# Selected text:
Most weird measurements in recipes don’t give me cause for hesitation, but I inherited a number of recipes from my late Kiwi mother-in-law that called for a “dessert spoonful” of one ingredient or another.
Do New Zealanders eat their desserts with the same size spoon as we do here? I have no idea.
Finally settled on about a tablespoon, and that seems to work.
LOL, well, if my husband was representative of Kiwis in any way, yes, they do love their sweets! But I would love to learn a more exact measurement in terms I recognize for what was meant by that recipe notation.
I saw it used in Australian recipes, too, though mostly just those offered by the older folks.
My reasoning is that a dessert spoon is generally the larger spoon in a set of cutlery, the ones we commonly use for soup. Teaspoons are the ones we usually use to stir our coffee. When serving desserts that require a spoon, I’ve always set out the larger spoon. So… there ya go.
They learned from their parents, and probably used the same dishes as their parents. So they used half of the wine glass of this and 1/3 of the earthenware bowl of that. Baking doesn’t need to be all THAT precise, and you do get a feel for what the batter looks and feels like.

# Information given:

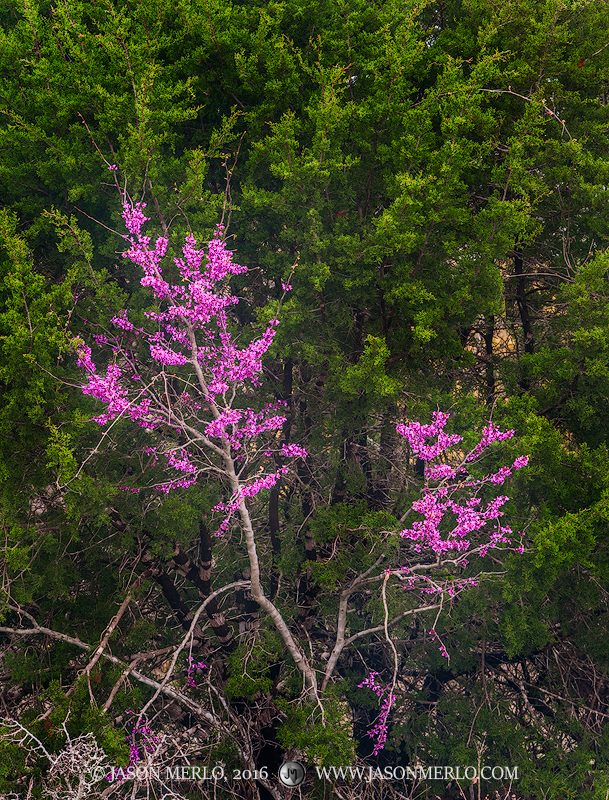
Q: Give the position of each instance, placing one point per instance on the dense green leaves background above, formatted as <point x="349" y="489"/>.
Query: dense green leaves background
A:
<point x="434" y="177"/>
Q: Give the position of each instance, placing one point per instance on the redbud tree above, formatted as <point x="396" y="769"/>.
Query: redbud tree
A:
==
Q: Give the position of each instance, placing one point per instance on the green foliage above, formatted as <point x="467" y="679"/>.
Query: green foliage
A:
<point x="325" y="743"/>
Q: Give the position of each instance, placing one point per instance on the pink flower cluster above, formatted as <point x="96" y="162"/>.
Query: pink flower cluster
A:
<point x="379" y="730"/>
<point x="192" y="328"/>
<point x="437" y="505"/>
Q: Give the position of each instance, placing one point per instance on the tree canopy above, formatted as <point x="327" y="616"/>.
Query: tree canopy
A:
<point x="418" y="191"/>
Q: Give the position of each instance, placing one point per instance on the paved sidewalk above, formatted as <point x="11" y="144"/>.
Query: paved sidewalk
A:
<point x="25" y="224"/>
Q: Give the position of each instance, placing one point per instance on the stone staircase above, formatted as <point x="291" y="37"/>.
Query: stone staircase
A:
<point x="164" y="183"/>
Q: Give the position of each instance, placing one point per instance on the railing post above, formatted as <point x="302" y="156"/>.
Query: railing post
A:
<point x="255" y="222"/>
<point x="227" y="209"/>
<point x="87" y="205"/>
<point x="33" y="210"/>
...
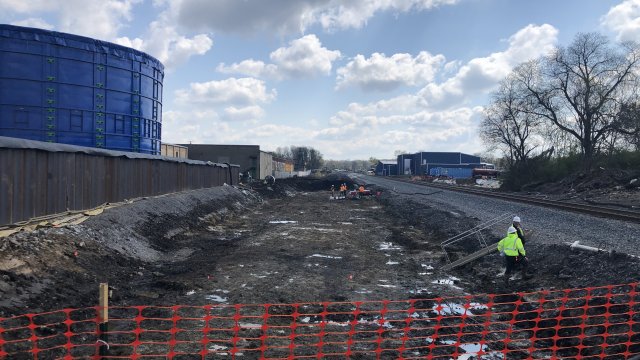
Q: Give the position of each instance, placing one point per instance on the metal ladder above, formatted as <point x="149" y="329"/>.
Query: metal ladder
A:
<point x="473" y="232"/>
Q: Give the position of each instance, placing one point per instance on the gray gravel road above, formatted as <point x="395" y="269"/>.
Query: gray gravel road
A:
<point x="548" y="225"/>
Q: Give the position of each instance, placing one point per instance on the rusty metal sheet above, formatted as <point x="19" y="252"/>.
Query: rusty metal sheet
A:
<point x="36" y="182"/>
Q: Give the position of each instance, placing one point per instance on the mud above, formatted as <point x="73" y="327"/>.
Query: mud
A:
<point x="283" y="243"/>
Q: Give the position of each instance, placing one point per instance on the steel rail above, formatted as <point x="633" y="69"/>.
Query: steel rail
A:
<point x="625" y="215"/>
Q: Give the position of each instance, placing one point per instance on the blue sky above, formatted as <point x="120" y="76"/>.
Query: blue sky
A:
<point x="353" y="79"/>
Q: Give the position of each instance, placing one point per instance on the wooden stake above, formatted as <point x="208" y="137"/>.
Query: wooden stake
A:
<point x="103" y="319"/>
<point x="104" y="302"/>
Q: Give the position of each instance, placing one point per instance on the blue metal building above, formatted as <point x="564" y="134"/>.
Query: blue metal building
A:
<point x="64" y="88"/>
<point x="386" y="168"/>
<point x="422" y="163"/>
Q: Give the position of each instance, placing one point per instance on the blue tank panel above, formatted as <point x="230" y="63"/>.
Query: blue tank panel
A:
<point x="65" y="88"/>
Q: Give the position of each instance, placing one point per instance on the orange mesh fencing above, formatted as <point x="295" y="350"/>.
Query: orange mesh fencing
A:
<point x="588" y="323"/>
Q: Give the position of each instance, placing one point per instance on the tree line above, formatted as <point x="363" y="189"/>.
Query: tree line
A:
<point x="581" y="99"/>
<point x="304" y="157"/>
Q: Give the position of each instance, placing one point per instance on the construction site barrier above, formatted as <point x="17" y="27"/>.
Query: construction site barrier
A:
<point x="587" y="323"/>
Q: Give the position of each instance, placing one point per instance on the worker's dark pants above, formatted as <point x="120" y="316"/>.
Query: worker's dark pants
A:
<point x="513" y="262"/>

# Exercise 1:
In the recipe discussion, why does one writer treat a dessert spoon as the larger spoon in a set of cutlery?
# Exercise 2:
Write out the passage of the recipe discussion between "Most weird measurements" and "ingredient or another.", inclusive.

# Task result 1:
The writer reasons that a dessert spoon is generally the larger spoon in a cutlery set, the kind commonly used for soup, while teaspoons are the ones used to stir coffee. The writer has also always set out the larger spoon when serving desserts that need a spoon.

# Task result 2:
Most weird measurements in recipes don’t give me cause for hesitation, but I inherited a number of recipes from my late Kiwi mother-in-law that called for a “dessert spoonful” of one ingredient or another.